[Raw data Boundary: Start]

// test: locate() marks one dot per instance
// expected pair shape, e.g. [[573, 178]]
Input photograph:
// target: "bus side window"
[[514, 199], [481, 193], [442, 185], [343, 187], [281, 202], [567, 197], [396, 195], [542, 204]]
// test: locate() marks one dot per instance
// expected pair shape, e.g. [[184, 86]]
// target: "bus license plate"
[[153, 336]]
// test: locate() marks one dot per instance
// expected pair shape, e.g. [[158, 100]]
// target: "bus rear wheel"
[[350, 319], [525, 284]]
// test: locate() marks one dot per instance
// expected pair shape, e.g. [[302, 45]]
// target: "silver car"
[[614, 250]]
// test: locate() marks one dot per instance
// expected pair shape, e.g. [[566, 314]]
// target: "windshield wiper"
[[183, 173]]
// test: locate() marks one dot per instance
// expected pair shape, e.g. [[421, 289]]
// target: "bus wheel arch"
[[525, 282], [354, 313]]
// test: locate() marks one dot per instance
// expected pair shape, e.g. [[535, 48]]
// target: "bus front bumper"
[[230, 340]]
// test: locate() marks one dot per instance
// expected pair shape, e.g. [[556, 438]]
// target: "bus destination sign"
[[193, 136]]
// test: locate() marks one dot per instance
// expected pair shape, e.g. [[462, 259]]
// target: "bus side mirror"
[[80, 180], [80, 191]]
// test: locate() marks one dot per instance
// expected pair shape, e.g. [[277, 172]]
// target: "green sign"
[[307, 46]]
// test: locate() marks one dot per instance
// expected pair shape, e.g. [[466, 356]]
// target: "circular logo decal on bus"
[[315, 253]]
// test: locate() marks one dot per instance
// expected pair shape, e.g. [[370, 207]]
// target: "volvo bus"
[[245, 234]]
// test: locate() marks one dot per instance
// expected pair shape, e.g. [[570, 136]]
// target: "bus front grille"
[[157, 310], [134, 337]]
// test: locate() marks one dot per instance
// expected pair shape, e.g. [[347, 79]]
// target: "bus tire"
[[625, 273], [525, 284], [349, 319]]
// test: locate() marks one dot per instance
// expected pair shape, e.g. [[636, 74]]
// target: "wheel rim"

[Raw data Boundary: End]

What you should do: The records above are to be given again in full, exactly as written.

Written reply:
// test: locate() marks one dot per instance
// expected pair shape, e.g. [[573, 178]]
Input photograph:
// target: "bus side window"
[[514, 199], [481, 193], [442, 185], [343, 187], [281, 202], [567, 197], [396, 195], [542, 204]]
// test: locate() marks one dot per instance
// expected pair shape, e.g. [[184, 86]]
// target: "bus license plate"
[[153, 336]]
// test: locate() marks one dot per instance
// expected pair shape, e.g. [[158, 100]]
// target: "bus rear wheel"
[[350, 319], [525, 284]]
// test: locate() marks one dot per instance
// expected pair shape, e.g. [[302, 45]]
// target: "silver car"
[[614, 250]]
// test: locate() marks one dot per instance
// expected pair shape, e.g. [[566, 314]]
// target: "windshield wiper"
[[183, 173]]
// test: locate() marks one dot per instance
// expected pair shape, e.g. [[421, 289]]
// target: "bus wheel arch"
[[525, 282], [354, 313]]
// test: locate() marks one dot per instance
// expected pair shape, e.g. [[535, 48]]
// target: "bus front bumper"
[[230, 340]]
// test: locate() marks one dot per instance
// expected pair shape, e.g. [[556, 438]]
// target: "bus destination sign"
[[193, 136]]
// test: locate() marks one dot per instance
// expected pair shape, e.g. [[462, 259]]
// target: "bus side mirror"
[[80, 180], [80, 191]]
// test: locate() marks one dot per instance
// expected pair shape, e.g. [[277, 172]]
// target: "green sign"
[[307, 46]]
// test: locate() marks one dot per instance
// expected pair shape, e.g. [[466, 356]]
// target: "circular logo decal on bus"
[[315, 253]]
// test: locate() marks one dot per instance
// expected pair shape, e.g. [[370, 207]]
// target: "volvo bus"
[[245, 234]]
// test: locate() marks one dot per instance
// expected pair shape, e.g. [[570, 136]]
// target: "bus front grille"
[[157, 310], [134, 337]]
// test: locate() marks one dot per instance
// expected pair shape, e.g. [[347, 79]]
// target: "bus tire"
[[625, 273], [525, 284], [349, 319]]
// test: locate() marks one dot per instance
// expected pair shape, e.g. [[636, 74]]
// target: "wheel rim"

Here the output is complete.